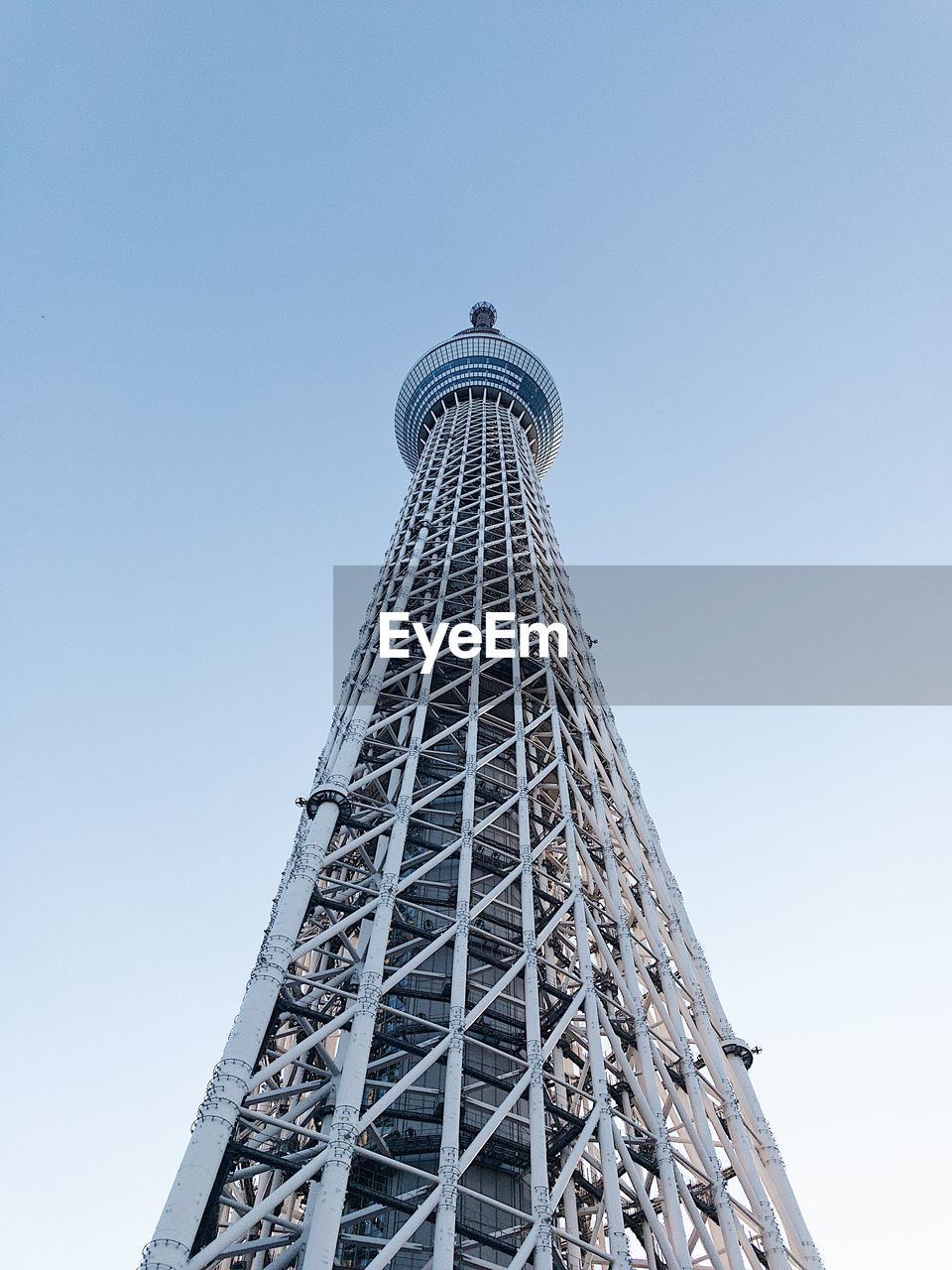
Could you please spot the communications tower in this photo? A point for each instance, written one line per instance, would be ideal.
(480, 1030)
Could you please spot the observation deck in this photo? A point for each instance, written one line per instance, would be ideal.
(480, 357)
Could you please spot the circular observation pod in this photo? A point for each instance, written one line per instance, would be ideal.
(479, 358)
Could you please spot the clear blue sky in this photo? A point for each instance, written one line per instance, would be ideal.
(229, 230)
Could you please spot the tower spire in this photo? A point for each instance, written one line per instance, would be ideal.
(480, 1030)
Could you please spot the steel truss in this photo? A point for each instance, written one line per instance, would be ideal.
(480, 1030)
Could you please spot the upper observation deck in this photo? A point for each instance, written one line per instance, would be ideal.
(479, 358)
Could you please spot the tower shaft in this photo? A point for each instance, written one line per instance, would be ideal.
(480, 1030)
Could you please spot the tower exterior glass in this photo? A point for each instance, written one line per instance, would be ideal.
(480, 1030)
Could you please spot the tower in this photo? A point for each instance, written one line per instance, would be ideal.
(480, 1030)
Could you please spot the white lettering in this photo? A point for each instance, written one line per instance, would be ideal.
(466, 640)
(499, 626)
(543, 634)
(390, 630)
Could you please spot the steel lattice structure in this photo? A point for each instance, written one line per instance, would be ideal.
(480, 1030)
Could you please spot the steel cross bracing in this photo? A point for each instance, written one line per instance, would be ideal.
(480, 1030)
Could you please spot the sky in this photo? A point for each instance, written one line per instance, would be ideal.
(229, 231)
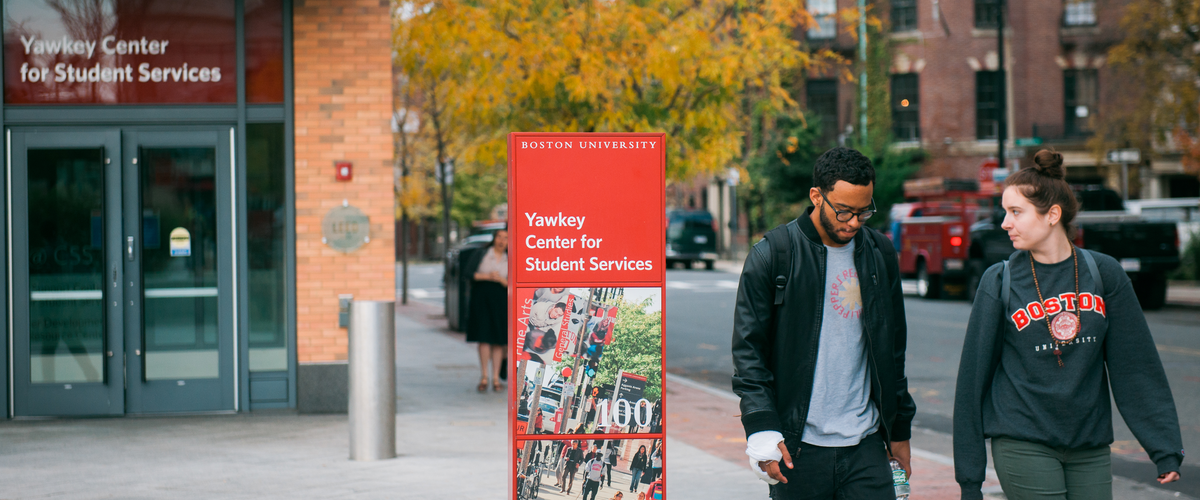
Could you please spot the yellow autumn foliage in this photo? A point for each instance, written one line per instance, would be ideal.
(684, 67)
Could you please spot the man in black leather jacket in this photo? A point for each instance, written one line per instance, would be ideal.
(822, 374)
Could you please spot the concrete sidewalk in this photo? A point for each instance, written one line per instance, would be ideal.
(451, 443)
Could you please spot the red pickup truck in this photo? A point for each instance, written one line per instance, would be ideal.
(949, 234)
----
Rewrite the entries from the line containing "Could you please spot the man" through the end of the entries, changing "red pickup truck" to "silver pickup truck" and leaving everything else as it is.

Could you please spot the man in black leather jacket in this photo? A point for each instance, written one line per instance, would be ideal.
(822, 374)
Could you please spot the concrete sidewalk in this photo? A point for each instance, written one line per instance, would be ideal.
(451, 443)
Could you please spot the silver pickup truck in this photo? A point for each instance, written one line per instance, would be ideal.
(949, 234)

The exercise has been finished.